Examining a Real World Mail Theft/Stolen Check Scenario
- Postal theft warnings are now in mainstream media
- Sending checks via mail can be done safely by following certain guidelines
- Banks need to rise to the challenge as check usage is still common
While most in the banking industry are aware of the growing mail theft problem in the US targeting paper checks, many in the "public domain" remain in the dark. In a piece for Forbes.com, John Wasik expresses surprise that the desire for checks would actually lead to stealing from the post office:
I didn’t think thieves would be so brazen to steal mail. After all, it’s a federal crime. Yet an increasingly amount of theft is occurring where checks are stolen from mail.
Checks stolen from snail mail are not difficult to perpetrate. It’s easy to spot a standard envelope containing a check. Thieves then rip the check out of the envelope, change the payee to themselves or create new fake checks.
I know how they work since this happened to me while I was managing my father’s estate after he died several years ago. When my banker called me to ask if I had cashed a check in Maryland (where I don’t live and hadn’t been), I told him to call the police and close the account.

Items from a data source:
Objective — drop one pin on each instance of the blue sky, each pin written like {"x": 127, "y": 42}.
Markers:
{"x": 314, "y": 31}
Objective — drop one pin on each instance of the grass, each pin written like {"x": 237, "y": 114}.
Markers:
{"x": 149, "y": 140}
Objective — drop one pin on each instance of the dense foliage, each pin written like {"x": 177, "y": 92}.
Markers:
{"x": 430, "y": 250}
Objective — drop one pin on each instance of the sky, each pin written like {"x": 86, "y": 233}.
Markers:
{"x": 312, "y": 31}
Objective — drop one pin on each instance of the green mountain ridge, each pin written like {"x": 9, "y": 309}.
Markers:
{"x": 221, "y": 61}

Tasks to perform:
1. In the mail theft article, rewrite the part from "Examining a Real" to "stolen from mail.", swapping "brazen" for "bold".
2. According to the mail theft article, what did the writer tell the banker who called about a check cashed in Maryland?
3. Translate this sentence from the mail theft article into Spanish: "It’s easy to spot a standard envelope containing a check."

Results by task:
1.
Examining a Real World Mail Theft/Stolen Check Scenario
- Postal theft warnings are now in mainstream media
- Sending checks via mail can be done safely by following certain guidelines
- Banks need to rise to the challenge as check usage is still common
While most in the banking industry are aware of the growing mail theft problem in the US targeting paper checks, many in the "public domain" remain in the dark. In a piece for Forbes.com, John Wasik expresses surprise that the desire for checks would actually lead to stealing from the post office:
I didn’t think thieves would be so bold to steal mail. After all, it’s a federal crime. Yet an increasingly amount of theft is occurring where checks are stolen from mail.

2. To call the police and close the account.

3. Es fácil detectar un sobre estándar que contiene un cheque.